## Enunciado A
No texto sobre a recomposição florestal em Rondônia, traduza para o inglês a frase "Alguns municípios, como Castanheiras, Novo Horizonte D'Oeste e Rolim de Moura, tiveram 81% do seu território desmatados até 2020."

## Texto fornecido

O processo de colonização agrícola ocorrido a partir da década de 1970 em Rondônia reduziu, significativamente, a cobertura florestal original nas áreas de uso agropecuário do estado. Alguns municípios, como Castanheiras, Novo Horizonte D'Oeste e Rolim de Moura, tiveram 81% do seu território desmatados até 2020. A fragmentação da vegetação natural reduziu a estabilidade ecológica dos agroecossistemas e a capacidade da natureza de prover serviços ecossistêmicos. Na tentativa de minimizar esses efeitos, seis iniciativas de recomposição da vegetação apoiaram (entre 2008 e 2020) 585 estabelecimentos rurais na recomposição de mais de mil hectares de florestas. Este livro resulta de pesquisa transdisciplinar no campo das etnociências, a fim de categorizar as ideologias presentes nos discursos de agricultores familiares de dois grupos, engajados e não engajados na recomposição florestal. O livro objetiva identificar desafios socioeconômicos dos agricultores familiares para a restauração ecológica; identificar as ideologias presentes nos discursos relativas aos serviços ecossistêmicos; caracterizar formações discursivas extrínsecas e intrínsecas relacionadas ao processo de tomada de decisão; investigar os posicionamentos e influências das relações sociocomunitárias e suas interferências para conservação e/ou recomposição da vegetação.

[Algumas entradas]
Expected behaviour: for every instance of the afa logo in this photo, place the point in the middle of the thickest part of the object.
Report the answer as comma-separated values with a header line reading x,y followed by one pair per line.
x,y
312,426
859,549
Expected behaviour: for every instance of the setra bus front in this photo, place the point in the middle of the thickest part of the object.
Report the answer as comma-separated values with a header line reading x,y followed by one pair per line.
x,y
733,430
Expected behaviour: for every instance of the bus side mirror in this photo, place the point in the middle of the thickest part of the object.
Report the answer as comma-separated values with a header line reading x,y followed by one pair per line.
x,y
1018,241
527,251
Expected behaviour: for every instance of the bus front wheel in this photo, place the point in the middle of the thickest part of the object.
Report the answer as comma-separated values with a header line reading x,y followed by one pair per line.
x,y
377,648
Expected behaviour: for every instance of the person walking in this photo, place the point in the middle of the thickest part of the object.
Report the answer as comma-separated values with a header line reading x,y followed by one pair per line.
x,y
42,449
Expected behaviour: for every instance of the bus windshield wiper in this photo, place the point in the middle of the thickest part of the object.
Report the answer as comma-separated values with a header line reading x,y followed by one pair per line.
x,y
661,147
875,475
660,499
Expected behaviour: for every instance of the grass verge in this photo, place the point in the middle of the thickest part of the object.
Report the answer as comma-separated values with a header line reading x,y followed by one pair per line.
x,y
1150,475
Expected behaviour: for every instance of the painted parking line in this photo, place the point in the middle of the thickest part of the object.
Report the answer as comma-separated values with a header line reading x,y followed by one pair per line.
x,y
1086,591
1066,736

## Enunciado B
Transforme todas as linhas das entradas acima em uma tabela Markdown com as colunas "Nº" e "Linha". Numere cada linha e deixe de fora as linhas em branco.

## Resposta esperada A
Some municipalities, such as Castanheiras, Novo Horizonte D'Oeste and Rolim de Moura, had 81% of their territory deforested by 2020.

## Resposta esperada B
| Nº | Linha |
|---|---|
| 1 | Expected behaviour: for every instance of the afa logo in this photo, place the point in the middle of the thickest part of the object. |
| 2 | Report the answer as comma-separated values with a header line reading x,y followed by one pair per line. |
| 3 | x,y |
| 4 | 312,426 |
| 5 | 859,549 |
| 6 | Expected behaviour: for every instance of the setra bus front in this photo, place the point in the middle of the thickest part of the object. |
| 7 | Report the answer as comma-separated values with a header line reading x,y followed by one pair per line. |
| 8 | x,y |
| 9 | 733,430 |
| 10 | Expected behaviour: for every instance of the bus side mirror in this photo, place the point in the middle of the thickest part of the object. |
| 11 | Report the answer as comma-separated values with a header line reading x,y followed by one pair per line. |
| 12 | x,y |
| 13 | 1018,241 |
| 14 | 527,251 |
| 15 | Expected behaviour: for every instance of the bus front wheel in this photo, place the point in the middle of the thickest part of the object. |
| 16 | Report the answer as comma-separated values with a header line reading x,y followed by one pair per line. |
| 17 | x,y |
| 18 | 377,648 |
| 19 | Expected behaviour: for every instance of the person walking in this photo, place the point in the middle of the thickest part of the object. |
| 20 | Report the answer as comma-separated values with a header line reading x,y followed by one pair per line. |
| 21 | x,y |
| 22 | 42,449 |
| 23 | Expected behaviour: for every instance of the bus windshield wiper in this photo, place the point in the middle of the thickest part of the object. |
| 24 | Report the answer as comma-separated values with a header line reading x,y followed by one pair per line. |
| 25 | x,y |
| 26 | 661,147 |
| 27 | 875,475 |
| 28 | 660,499 |
| 29 | Expected behaviour: for every instance of the grass verge in this photo, place the point in the middle of the thickest part of the object. |
| 30 | Report the answer as comma-separated values with a header line reading x,y followed by one pair per line. |
| 31 | x,y |
| 32 | 1150,475 |
| 33 | Expected behaviour: for every instance of the painted parking line in this photo, place the point in the middle of the thickest part of the object. |
| 34 | Report the answer as comma-separated values with a header line reading x,y followed by one pair per line. |
| 35 | x,y |
| 36 | 1086,591 |
| 37 | 1066,736 |